■ MATERIAL FOR THIS TASK
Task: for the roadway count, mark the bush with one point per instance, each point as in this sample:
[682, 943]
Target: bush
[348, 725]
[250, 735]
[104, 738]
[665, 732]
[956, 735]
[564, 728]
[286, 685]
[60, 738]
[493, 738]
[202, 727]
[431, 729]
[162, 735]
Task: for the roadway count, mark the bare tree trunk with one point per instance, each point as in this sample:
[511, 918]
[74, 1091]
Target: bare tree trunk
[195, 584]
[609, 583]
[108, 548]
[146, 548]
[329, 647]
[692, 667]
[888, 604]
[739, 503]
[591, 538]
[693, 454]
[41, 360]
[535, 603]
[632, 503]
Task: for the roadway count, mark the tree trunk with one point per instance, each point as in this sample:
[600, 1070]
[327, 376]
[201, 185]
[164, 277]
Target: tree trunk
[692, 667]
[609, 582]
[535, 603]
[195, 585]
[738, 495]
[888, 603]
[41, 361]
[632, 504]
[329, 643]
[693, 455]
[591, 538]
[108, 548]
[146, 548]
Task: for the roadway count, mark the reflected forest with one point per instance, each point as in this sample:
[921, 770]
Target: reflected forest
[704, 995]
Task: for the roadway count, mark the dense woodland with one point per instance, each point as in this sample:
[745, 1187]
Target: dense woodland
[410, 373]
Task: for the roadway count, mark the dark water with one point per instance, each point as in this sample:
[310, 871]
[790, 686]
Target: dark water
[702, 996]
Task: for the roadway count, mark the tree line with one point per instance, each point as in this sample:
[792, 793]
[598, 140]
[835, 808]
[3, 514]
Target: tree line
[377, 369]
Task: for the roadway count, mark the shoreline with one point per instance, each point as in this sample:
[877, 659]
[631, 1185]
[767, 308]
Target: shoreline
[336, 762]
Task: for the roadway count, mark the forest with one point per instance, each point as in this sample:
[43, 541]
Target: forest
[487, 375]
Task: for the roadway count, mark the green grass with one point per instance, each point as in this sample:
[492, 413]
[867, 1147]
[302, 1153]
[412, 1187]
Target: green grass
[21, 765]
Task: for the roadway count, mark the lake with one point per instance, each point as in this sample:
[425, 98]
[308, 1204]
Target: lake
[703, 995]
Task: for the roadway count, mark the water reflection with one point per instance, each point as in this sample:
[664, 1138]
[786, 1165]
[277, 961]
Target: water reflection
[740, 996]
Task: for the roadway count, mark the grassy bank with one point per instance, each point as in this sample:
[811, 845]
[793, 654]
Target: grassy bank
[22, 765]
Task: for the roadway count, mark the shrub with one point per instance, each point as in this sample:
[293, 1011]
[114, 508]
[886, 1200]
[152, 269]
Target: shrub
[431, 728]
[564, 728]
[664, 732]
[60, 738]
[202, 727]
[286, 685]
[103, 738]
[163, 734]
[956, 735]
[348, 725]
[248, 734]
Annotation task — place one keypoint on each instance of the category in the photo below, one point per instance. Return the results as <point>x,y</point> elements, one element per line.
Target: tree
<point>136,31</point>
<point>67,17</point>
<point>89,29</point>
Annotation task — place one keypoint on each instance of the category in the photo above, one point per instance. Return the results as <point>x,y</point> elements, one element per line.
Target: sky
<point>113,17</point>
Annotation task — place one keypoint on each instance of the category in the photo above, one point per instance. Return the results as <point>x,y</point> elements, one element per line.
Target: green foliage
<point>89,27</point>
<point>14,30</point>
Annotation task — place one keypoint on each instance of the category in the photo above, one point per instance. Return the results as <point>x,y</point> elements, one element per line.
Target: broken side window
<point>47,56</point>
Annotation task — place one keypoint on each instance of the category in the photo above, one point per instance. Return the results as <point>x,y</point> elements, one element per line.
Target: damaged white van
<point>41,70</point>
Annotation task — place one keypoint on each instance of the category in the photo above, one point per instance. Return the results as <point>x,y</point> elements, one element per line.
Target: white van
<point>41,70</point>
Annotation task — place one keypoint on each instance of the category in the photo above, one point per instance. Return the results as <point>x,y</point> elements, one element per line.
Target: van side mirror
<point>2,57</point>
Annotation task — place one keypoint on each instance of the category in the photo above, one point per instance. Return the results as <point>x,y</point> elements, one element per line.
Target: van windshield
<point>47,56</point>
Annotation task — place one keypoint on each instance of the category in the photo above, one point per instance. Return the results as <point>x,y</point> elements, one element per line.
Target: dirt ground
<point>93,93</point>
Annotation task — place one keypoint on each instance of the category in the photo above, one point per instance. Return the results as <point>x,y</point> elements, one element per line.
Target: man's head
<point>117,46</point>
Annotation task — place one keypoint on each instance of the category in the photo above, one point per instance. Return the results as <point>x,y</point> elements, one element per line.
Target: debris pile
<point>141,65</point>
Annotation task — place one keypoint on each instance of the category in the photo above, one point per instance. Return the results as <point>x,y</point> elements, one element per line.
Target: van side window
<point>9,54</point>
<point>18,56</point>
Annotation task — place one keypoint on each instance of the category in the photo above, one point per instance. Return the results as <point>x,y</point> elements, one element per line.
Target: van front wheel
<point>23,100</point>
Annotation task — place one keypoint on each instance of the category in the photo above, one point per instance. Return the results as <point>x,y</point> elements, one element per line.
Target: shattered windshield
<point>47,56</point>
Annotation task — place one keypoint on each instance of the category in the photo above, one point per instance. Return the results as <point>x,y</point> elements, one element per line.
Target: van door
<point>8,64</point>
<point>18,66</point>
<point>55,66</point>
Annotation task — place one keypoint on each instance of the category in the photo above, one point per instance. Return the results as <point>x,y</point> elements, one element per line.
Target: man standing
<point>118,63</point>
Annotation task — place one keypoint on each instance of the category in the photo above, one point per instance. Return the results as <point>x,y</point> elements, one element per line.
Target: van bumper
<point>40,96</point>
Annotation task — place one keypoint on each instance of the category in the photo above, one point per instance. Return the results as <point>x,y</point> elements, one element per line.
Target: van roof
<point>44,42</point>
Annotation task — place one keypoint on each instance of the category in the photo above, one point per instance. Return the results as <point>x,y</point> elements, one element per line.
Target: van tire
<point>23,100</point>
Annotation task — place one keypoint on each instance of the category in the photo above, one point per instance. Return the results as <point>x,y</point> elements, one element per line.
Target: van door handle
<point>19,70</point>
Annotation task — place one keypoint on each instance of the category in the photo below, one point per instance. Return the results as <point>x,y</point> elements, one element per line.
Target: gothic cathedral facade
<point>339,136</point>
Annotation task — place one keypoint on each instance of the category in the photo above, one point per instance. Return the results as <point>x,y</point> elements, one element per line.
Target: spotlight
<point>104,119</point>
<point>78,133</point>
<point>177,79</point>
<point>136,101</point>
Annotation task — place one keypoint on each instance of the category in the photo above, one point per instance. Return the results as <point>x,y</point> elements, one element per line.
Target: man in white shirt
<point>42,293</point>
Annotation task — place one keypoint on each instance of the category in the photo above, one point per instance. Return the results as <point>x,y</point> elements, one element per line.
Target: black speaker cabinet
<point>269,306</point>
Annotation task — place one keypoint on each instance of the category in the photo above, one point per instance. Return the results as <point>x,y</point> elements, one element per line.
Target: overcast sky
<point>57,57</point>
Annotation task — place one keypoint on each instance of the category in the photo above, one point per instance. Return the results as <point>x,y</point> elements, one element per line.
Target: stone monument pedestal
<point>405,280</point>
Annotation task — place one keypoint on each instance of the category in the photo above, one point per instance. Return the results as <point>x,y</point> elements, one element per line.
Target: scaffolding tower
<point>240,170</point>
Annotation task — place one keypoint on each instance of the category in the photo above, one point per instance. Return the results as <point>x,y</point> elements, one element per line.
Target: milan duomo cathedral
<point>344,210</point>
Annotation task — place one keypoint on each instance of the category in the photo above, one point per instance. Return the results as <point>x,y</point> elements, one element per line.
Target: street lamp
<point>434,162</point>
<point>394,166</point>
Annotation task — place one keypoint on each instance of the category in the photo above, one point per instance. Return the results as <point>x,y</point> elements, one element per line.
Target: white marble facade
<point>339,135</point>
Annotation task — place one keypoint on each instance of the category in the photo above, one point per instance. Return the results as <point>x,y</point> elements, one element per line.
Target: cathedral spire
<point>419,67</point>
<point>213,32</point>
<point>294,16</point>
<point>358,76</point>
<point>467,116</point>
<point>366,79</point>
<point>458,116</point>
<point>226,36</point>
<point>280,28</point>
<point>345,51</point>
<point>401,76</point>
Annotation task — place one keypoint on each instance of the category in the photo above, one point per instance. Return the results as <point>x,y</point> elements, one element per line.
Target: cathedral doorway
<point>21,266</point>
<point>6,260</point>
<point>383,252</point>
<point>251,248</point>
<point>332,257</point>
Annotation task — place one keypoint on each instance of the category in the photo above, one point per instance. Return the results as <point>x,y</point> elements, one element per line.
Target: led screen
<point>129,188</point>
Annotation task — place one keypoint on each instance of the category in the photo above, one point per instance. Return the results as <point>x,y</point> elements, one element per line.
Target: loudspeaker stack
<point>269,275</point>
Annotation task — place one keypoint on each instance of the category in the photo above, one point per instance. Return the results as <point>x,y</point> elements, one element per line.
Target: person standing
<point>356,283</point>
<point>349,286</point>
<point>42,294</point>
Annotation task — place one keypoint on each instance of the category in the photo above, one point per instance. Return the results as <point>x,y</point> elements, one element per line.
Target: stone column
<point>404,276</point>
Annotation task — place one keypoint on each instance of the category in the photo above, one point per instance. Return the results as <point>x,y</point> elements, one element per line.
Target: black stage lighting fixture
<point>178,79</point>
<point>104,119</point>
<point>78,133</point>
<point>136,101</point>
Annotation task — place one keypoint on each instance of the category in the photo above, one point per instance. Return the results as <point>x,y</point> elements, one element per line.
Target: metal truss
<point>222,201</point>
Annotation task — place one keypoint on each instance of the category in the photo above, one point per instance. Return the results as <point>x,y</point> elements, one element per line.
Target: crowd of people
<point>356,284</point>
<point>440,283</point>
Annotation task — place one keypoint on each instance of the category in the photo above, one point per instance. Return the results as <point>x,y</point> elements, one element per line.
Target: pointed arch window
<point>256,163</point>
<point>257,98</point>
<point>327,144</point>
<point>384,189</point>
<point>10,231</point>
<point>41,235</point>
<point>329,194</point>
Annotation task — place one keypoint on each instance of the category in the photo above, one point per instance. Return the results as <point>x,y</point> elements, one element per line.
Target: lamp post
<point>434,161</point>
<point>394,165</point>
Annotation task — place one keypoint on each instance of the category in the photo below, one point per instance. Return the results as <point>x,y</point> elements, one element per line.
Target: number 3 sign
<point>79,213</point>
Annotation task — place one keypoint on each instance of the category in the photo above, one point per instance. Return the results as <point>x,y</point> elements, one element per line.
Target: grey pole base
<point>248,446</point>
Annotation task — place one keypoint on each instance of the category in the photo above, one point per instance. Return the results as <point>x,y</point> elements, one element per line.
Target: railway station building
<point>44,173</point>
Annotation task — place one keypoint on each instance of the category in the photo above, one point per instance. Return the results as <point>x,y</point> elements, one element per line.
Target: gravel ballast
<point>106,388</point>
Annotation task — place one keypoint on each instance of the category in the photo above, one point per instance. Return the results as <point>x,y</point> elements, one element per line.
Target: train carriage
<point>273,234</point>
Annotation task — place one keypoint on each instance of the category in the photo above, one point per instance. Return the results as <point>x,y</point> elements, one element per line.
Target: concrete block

■ EXERCISE DESCRIPTION
Set down, word for word, the line that contains "Target: grey pole base" and all lines after it up to the end of the listing.

■ RESULT OF THE TASK
Target: grey pole base
<point>248,446</point>
Annotation task — place one keypoint on each instance of the category in the photo above, one point per instance. Return the results as <point>x,y</point> elements, one element per line.
Target: railway station building
<point>44,173</point>
Annotation task — place one keypoint on each instance of the category in the photo above, one point per instance. Return the results as <point>x,y</point> elements, one element per line.
Target: gravel ballast
<point>106,388</point>
Annotation task — place one keypoint on each instance of the category in the photo above, one point per instance. Return the results as <point>x,y</point> elements, one element per line.
Target: train carriage
<point>273,234</point>
Annotation task — place one keypoint on each instance of the category in the photo above, one point per instance. Return the results as <point>x,y</point> elements, one element per line.
Target: concrete block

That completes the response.